▶ **Work to do**:
Transcribe the records below exactly.
####################
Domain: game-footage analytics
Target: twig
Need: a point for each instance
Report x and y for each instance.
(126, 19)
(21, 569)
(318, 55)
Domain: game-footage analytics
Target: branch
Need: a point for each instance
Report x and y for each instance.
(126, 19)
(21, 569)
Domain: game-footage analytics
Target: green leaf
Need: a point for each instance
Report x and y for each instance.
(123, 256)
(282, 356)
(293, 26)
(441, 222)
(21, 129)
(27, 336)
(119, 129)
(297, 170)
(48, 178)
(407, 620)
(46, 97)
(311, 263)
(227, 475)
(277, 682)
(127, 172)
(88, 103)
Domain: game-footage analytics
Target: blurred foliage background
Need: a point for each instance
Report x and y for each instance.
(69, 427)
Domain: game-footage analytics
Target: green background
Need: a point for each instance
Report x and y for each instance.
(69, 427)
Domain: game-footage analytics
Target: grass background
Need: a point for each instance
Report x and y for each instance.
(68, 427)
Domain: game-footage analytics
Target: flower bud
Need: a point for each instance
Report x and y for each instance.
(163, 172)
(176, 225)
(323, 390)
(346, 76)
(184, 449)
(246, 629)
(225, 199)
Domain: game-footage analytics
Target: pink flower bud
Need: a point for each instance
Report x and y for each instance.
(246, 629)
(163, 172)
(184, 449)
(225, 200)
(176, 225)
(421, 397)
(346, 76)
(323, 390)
####################
▶ **Response to this exercise**:
Domain: game-footage analytics
Target: twig
Need: a point for each instance
Report x and y for each instance.
(126, 19)
(21, 569)
(318, 55)
Domain: game-footage analytics
Target: branch
Need: a point for each instance
Report x and y for each instance.
(126, 19)
(21, 569)
Domain: game-footage analytics
Target: green leaf
Need: a point for each instance
Report x and y for each instance.
(123, 256)
(282, 356)
(293, 26)
(441, 222)
(21, 129)
(27, 336)
(119, 129)
(297, 170)
(48, 178)
(407, 620)
(46, 97)
(311, 263)
(227, 475)
(277, 682)
(127, 172)
(88, 103)
Domain: game-footage analytics
Target: blurred foliage background
Need: a point for each instance
Report x and y for each instance.
(69, 427)
Domain: game-footage analytics
Target: green background
Need: a point for each instance
Report x and y for each instance.
(69, 427)
Domain: game-footage analytics
Target: grass background
Need: a point for each instance
Report x and y for each instance.
(68, 427)
Domain: game-footage analytics
Target: flower bud
Need: a point for each instance
Report x and y for each instance.
(163, 172)
(176, 225)
(323, 390)
(346, 76)
(184, 449)
(246, 629)
(225, 199)
Domain: game-footage analytics
Target: pink flower bud
Need: a point for each instance
Report x and y for each instance.
(246, 629)
(163, 172)
(184, 449)
(225, 200)
(176, 225)
(421, 397)
(346, 76)
(323, 390)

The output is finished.